§ **抜粋**

図4は、変調方式推定部13の変調方式を推定する手段に関して説明した図である。図4は復調器12による復調後の受信信号と、あらかじめ受信機に設定しておいた信号点配置の一つを示したものである。図4では、一例としてQPSK(Quadrature Phase Shift Keying)信号の信号点配置を挙げている。変調方式推定部13は、復調された受信信号と理想的な信号点の平均二乗誤差を求め、その値を保存し、変調方式を変更しながら比較していく。図4において、誤差を黒塗りの丸と矢印で示している。誤差が最も小さかったときの変調方式による信号を最終的な信号として決定し、復号器14に入力する。
なお、変調方式推定部20についても、変調方式推定部13と同様である。
【0024】
上述したように、本実施形態の信号分離装置は、受信信号のレプリカを生成して混信信号を分離する信号分離装置であって、混信信号に含まれる最も強度の高い信号のシンボルレート、変調方式、情報系列を推定する手段と、推定した情報系列から第1の信号のレプリカを生成する手段と、第1の信号のレプリカを混信信号から差し引く手段と、混信信号とレプリカ信号との差分から第2の信号のシンボルレート、変調方式、情報系列を推定する手段で構成されることを特徴とする。この構成により、混信信号の信号パラメータ(例えば、シンボルレート、変調方式)が未知の場合において、混信信号に含まれる信号成分のレプリカを持たない受信機に対して、混信信号の各成分の到来方向に依存しない分離手段を提供する。
【0025】
(第2の実施形態)
図5は本発明の第2の実施形態を説明する図である。本実施形態では、シンボルレート推定部11、18の機能を説明する。図5は混信信号を二乗し、フーリエ変換をした結果を示したものである。また、横軸を周波数、縦軸を信号レベルとして示している。

§ **練習問題**
(1) 次の(a)〜(c)が信号分離装置の文章の内容と合うかを判断せよ。それぞれ「はい」か「いいえ」で答え、決め手となる本文の語句を一字一句変えずに引用すること。
(a) 図4では、QPSK信号の信号点配置を一例として挙げている。
(b) 誤差が最も大きかったときの変調方式による信号を、最終的な信号として決定する。
(c) 図5では、横軸が信号レベルを表している。
(2) 信号分離装置の文章によると、最終的な信号として決定された信号はどこに入力されるか。
(3) 信号分離装置の文章を、最後の文のあとから書き継げ。

§ **収録リスト**
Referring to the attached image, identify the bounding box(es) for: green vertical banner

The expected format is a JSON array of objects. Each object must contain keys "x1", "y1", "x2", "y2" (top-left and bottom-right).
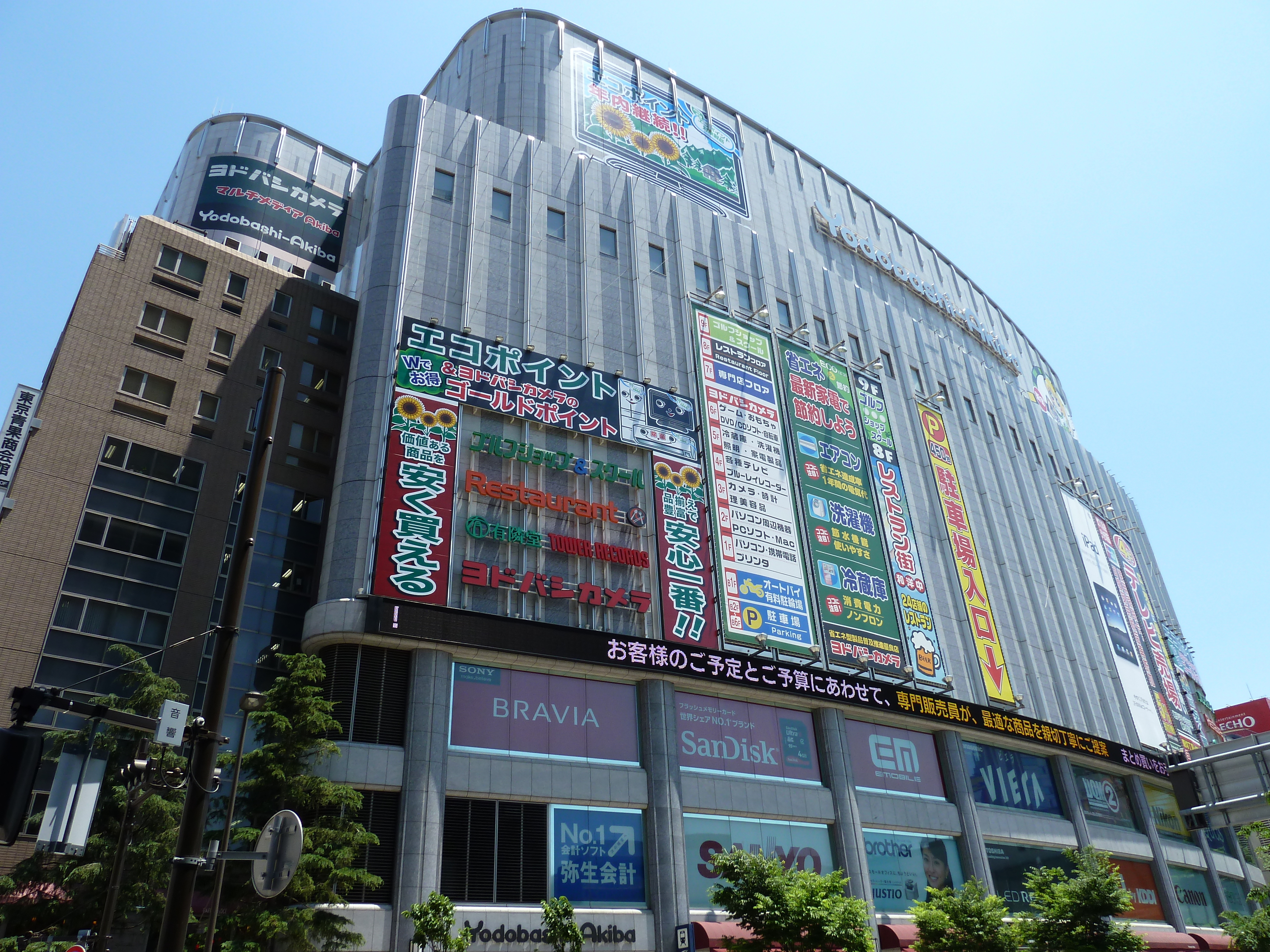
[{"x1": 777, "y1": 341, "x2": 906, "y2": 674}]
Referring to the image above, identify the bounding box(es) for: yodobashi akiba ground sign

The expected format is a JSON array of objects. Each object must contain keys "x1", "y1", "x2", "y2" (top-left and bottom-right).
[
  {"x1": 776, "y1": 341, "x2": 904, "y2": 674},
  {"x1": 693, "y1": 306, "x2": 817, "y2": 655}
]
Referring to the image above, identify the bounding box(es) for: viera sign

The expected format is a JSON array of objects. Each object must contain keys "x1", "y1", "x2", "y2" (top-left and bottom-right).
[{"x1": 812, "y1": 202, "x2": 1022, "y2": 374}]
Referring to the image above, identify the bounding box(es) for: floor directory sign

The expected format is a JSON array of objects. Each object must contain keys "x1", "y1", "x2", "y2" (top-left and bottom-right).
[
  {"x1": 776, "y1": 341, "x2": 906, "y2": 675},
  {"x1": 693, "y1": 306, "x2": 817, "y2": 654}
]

§ **解答**
(1)
(a) はい。「図4では、一例としてQPSK(Quadrature Phase Shift Keying)信号の信号点配置を挙げている。」
(b) いいえ。「誤差が最も小さかったときの変調方式による信号を最終的な信号として決定し、復号器14に入力する。」
(c) いいえ。「横軸を周波数、縦軸を信号レベルとして示している。」

(2) 復号器14に入力される。

(3)
PSK(Phase-Shift Keying)のような線形変調の場合、上記のような処理(二乗、フーリエ変換)をされた混信信号は、シンボルレートに相当する周波数のピークが現れる。つまり、2つ以上の信号が混信している場合はそれぞれに対応した複数のピークが現れる。本発明の実施形態ではこのピークの信号レベルとピークの位置を検出することで混信信号数を判定することができる。これにより、複数且つ未知の信号に対しても、混信信号の分離が可能になる。
【0026】
上述したように、本実施形態の信号分離装置は、シンボルレートを推定する際に、混信信号を二乗し、フーリエ変換を行うことにより、シンボルレートに相当する周波数のピークが現れる。そのピーク数とピークのレベルにより、シンボルレートと混信信号数を検出することを特徴とする。
【0027】
以上説明したように、上記各実施形態によれば、混信信号間の強度差のみに基づいて、一つの信号のレプリカを生成し、これを受信信号から差し引くことで信号を分離する手段において、シンボルレートを推定し、変調方式を推定することができるため、シンボルレートや変調方式が未知の混信信号においても、混信信号を分離することが可能となる。
【0028】
例えば、特許文献3の伝送路推定は、通信に先立って既知の信号パラメータを通知し、既知の信号パラメータを用いることにより伝送路推定を行い受信信号のレプリカを生成して混信信号を分離する。言い換えると、受信側は、レプリカ作成のために既知の信号系列を必要とする。これに対して、上記各実施形態では、情報系列の推定のために既知の情報を先立って通知する必要はなく、未知の信号を混信分離することを可能とする。言い換えると、上記各実施形態では、未知の信号を対象としており、受信側で既知の情報を必要せず、信号パラメータ等の情報を先立って送信する必要が無い。そのため、受信側で余分な既知の情報を保持する必要がなくなるという有利な効果を奏する。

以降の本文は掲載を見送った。